California General Corporation Law
Under Section 317 of the California Corporations Code, or the CGCL, a California corporation has the power to indemnify any person who was or is a party, or is threatened to be made a party to any proceeding (other than an action by or in the right of the corporation to procure a judgment in its favor) by reason, whether civil, criminal, administrative or investigative (other than an action by or in the right of the corporation) by reason of the fact that he or she is or was an agent of the corporation, against expenses (including attorneys’ fees), judgments, fines, settlements and other amounts actually and reasonably incurred in connection with the proceeding if that person acted in good faith and in a manner he or she reasonably believed to be in the best interests of the corporation and, in the case of a criminal proceeding, had no reasonable cause to believe his or her conduct was unlawful.

Exercise directions —
From the California General Corporation Law section, list each item a corporation may indemnify a person against. The entries that follow come from a separate source.

Items —
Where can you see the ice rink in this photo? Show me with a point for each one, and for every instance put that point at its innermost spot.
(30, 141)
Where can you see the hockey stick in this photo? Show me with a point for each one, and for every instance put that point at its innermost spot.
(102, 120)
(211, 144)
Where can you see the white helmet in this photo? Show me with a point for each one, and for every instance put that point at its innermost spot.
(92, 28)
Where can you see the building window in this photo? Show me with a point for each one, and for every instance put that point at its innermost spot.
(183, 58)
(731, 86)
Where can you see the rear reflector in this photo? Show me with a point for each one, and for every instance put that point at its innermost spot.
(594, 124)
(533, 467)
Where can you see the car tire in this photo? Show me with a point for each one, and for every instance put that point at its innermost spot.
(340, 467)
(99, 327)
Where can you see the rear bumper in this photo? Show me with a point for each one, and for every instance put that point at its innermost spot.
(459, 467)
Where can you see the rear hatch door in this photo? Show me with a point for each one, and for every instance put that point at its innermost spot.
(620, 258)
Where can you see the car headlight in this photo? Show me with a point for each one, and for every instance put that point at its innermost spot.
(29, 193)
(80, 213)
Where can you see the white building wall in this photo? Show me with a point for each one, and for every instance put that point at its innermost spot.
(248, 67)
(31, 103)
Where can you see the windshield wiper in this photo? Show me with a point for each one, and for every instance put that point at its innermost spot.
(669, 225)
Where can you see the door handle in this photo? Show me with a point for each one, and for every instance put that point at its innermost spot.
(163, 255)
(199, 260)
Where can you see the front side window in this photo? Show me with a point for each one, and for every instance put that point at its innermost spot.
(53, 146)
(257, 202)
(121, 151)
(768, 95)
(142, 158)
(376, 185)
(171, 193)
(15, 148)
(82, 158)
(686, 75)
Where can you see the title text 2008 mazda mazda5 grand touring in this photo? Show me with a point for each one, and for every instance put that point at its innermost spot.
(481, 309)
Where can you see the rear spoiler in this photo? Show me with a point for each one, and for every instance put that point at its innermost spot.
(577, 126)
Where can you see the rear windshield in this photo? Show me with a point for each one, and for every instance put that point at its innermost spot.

Reply —
- Expenses (including attorneys’ fees)
- Judgments
- Fines
- Settlements
- Other amounts actually and reasonably incurred in connection with the proceeding